### WHAT TO WORK ON
**A.** From the C++ modules paper, copy the passage starting at "One of the major" and ending at "declarations used during the compilation.".
**B.** List the field names that appear in the header block at the top of the C++ modules paper, before its abstract.
**C.** Continue the C++ modules paper from the point where it stops.

### SOURCE TEXT
(begin)

Two finer-grained compilation model for named modules

Document #: P3057R0
Date: 2023-11-21
Project: Programming Language C++
Audience: SG15
Reply-to: Chuanqi Xu
<>

1 Abstract

One of the major concerns for adopting named modules is that named modules will bring a lot dependencies altogether. So that the incremental build within modules may compile more files if we changed one of the module interfaces or the included headers. To solve/mitigate this issue, this paper presents two new compilation models for named modules with finer-grained dependency management. The demo tools needed in the compiler side are provided.

2 Proposed solutions

We propose 2 potential solutions in this paper. One is based on the files used during the compilation. Another is based on the hash values of declarations used during the compilation.

We can find tools and the command line options used in this section in Demo section.

2.1 Used Files based solution

For a specific source file, we can collect used files from modules during the compilation of the source file. Then we can try to rebuild the source file if all the recorded used files doesn’t change.

2.1.1 foo and bar example

//--- foo.h
inline int foo() {
    return 43;
}

//--- bar.h
inline int bar() {
    return 43;
}

//--- foo.cppm
module;
#include "foo.h"

(end)

[Records in a dataset]

(begin)

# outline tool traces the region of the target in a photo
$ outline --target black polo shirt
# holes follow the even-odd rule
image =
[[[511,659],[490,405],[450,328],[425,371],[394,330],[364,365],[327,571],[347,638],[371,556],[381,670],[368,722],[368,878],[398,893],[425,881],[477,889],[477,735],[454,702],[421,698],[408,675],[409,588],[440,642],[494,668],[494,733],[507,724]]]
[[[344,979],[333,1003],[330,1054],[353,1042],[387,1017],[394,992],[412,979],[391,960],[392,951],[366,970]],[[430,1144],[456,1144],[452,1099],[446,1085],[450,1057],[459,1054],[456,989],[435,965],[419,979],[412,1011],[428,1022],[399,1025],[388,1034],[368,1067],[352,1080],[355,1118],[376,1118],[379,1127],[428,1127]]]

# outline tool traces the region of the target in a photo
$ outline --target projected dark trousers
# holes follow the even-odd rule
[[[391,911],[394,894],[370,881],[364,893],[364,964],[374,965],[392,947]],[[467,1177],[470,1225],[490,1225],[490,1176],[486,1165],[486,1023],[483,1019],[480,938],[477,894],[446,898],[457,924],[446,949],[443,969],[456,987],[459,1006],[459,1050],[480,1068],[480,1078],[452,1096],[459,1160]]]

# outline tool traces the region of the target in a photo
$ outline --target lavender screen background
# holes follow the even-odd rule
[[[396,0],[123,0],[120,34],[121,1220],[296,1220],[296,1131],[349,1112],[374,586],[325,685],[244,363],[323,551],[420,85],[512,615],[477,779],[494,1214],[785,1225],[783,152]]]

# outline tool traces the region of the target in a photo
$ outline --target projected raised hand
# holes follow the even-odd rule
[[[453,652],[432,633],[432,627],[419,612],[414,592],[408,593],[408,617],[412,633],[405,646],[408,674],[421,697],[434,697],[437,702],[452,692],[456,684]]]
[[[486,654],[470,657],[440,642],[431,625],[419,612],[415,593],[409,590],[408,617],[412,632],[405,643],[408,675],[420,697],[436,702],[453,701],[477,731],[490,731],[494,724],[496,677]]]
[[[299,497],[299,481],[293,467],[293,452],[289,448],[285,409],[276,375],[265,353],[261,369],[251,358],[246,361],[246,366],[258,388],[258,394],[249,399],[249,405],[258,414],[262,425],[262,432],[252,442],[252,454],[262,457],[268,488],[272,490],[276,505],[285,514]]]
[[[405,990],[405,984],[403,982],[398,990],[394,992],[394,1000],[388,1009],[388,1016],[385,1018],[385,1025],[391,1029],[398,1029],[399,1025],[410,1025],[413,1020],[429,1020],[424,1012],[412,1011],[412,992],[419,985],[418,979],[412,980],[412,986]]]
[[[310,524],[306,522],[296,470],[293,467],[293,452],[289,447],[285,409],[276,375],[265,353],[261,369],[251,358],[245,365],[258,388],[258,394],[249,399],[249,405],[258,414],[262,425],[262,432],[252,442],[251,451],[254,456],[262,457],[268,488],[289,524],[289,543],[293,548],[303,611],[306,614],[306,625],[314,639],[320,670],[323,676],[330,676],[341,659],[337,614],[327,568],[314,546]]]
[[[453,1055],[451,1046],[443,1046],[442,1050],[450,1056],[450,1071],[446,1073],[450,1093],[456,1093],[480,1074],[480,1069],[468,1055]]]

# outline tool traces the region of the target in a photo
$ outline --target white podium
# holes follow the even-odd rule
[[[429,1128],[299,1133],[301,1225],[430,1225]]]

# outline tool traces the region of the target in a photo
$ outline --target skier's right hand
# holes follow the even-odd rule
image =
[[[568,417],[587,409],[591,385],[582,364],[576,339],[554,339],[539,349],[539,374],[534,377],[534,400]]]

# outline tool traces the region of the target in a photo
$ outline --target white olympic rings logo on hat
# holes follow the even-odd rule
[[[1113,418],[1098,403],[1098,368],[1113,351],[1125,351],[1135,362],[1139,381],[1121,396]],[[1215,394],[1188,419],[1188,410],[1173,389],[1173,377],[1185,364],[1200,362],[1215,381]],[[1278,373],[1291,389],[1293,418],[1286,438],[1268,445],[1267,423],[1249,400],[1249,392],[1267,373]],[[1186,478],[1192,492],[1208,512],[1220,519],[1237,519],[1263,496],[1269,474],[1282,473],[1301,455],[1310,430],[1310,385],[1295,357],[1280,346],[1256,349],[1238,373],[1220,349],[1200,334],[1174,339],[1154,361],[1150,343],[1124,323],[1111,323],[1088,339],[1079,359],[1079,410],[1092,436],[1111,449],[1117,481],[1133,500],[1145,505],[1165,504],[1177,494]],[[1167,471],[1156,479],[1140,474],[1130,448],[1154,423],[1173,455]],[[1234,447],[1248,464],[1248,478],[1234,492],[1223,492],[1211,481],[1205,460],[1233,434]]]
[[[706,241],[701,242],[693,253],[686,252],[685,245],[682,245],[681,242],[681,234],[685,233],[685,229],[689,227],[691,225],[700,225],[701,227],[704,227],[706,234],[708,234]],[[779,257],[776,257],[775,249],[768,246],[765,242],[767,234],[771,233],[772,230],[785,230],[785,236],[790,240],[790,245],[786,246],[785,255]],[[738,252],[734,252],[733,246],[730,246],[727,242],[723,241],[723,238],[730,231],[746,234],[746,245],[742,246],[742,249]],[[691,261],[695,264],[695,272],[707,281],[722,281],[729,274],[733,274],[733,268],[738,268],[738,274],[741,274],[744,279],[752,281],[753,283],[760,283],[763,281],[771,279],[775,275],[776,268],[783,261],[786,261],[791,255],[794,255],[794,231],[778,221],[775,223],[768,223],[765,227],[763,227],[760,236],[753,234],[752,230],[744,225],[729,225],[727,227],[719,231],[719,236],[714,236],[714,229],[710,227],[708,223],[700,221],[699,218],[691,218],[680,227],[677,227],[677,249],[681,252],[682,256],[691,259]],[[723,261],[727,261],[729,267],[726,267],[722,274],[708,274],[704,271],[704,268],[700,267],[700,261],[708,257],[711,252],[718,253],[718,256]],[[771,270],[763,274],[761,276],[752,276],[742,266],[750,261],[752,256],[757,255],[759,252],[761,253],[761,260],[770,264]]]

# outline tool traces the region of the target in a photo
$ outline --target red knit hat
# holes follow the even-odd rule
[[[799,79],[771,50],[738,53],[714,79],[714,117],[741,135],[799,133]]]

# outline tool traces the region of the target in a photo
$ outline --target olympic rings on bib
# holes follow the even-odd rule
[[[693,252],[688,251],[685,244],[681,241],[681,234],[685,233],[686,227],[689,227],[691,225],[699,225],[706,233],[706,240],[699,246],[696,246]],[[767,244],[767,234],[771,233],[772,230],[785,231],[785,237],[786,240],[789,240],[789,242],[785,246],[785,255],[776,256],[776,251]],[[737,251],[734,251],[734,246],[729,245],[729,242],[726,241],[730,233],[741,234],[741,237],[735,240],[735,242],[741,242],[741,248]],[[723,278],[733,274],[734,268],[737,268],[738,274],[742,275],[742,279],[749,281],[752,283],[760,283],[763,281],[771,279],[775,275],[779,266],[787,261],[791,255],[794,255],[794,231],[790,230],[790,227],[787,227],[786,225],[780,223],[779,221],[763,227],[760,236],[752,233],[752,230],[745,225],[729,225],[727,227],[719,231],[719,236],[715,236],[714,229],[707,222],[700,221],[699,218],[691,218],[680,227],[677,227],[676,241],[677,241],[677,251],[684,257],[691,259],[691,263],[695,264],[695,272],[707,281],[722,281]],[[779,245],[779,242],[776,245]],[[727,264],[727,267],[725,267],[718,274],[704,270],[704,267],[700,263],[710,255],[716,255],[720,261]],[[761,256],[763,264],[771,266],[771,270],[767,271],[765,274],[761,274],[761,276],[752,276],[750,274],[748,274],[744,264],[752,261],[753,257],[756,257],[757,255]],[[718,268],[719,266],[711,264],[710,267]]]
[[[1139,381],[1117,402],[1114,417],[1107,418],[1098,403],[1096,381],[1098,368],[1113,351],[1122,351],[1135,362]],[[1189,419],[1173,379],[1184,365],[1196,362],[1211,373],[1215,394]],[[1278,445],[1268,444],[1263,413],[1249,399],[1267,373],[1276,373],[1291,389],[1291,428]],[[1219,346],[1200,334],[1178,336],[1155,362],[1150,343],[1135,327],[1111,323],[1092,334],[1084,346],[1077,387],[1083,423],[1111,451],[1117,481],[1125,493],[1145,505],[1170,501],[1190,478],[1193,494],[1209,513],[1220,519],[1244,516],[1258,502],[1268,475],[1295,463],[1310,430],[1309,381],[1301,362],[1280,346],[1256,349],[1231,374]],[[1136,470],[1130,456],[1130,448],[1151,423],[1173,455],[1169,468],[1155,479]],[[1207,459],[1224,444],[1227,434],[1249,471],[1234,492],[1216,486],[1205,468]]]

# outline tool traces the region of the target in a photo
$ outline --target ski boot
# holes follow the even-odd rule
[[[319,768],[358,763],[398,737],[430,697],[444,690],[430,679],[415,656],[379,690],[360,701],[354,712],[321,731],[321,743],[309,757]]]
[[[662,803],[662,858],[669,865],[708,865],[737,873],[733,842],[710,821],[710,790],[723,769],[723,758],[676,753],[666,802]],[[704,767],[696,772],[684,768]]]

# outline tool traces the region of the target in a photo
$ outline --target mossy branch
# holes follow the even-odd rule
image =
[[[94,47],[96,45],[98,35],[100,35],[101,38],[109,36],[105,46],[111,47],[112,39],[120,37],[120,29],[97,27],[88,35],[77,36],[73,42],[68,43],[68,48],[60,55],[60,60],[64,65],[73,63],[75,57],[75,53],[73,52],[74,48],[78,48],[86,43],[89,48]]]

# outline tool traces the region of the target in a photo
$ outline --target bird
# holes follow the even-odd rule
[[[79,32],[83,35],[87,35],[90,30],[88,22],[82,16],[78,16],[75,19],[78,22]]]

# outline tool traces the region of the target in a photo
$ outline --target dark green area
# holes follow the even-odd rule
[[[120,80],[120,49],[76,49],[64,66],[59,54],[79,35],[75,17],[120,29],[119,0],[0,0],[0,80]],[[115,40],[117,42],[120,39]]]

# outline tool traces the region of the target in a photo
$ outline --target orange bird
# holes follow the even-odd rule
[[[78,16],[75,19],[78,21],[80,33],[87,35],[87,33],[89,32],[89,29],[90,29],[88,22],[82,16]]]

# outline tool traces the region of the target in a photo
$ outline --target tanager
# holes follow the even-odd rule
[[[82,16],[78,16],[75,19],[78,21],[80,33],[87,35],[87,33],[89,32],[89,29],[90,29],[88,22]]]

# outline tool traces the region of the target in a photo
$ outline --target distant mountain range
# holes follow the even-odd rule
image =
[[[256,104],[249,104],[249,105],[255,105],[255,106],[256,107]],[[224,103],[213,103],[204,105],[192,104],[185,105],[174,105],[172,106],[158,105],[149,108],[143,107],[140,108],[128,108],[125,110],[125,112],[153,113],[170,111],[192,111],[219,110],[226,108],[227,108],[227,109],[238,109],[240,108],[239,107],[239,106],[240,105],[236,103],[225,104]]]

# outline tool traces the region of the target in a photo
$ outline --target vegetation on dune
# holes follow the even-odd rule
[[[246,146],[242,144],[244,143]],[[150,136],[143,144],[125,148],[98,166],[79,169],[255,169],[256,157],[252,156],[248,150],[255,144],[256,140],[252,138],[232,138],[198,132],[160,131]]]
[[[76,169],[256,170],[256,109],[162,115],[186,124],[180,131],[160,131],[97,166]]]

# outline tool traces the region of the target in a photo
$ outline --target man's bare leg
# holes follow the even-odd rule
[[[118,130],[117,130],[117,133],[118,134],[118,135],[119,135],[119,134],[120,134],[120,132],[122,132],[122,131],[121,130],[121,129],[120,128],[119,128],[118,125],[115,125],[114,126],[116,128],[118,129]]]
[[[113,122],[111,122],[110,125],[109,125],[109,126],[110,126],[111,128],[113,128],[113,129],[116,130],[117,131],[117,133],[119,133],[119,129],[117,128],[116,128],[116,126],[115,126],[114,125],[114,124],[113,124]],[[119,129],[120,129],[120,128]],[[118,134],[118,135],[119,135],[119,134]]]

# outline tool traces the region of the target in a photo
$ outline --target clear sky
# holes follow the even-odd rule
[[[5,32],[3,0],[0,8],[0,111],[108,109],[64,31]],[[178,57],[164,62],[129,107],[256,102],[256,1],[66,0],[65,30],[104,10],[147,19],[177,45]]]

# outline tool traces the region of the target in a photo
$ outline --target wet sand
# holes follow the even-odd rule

(end)

### ANSWERS PROVIDED
**A.**
One of the major concerns for adopting named modules is that named modules will bring a lot dependencies altogether. So that the incremental build within modules may compile more files if we changed one of the module interfaces or the included headers. To solve/mitigate this issue, this paper presents two new compilation models for named modules with finer-grained dependency management. The demo tools needed in the compiler side are provided.

2 Proposed solutions

We propose 2 potential solutions in this paper. One is based on the files used during the compilation. Another is based on the hash values of declarations used during the compilation.

**B.** Document #, Date, Project, Audience, Reply-to

**C.**
#include "bar.h"
export module foo;
export using ::foo;
export using ::bar;

//--- use.cpp
import foo;
int use() {
    return bar();
}

We can compile normally use.cpp and get the used files from modules.

$ clang++ -std=c++20 use.cpp -c -o use.o -fplugin=<path/to>/ClangGetUsedFilesFromModulesPlugin.so  -fplugin-arg-get_used_files_from_modules-output=used_files -fmodule-file=foo=foo.pcm

$ cat used_files
foo.cppm
bar.h

We can find that foo.h is not included in the list. Since the declarations in foo.h doesn’t contribute to the compilation process of use.cpp.

So the build system can use the information to avoid recompiling use.cpp in case only foo.h changes.

Note that here the term change means the change in the file systems instead of in the tranditional dependency analysis. Since foo.cppm includes foo.h and foo.cppm will always change if foo.h changes in the tranditional dependency analysis.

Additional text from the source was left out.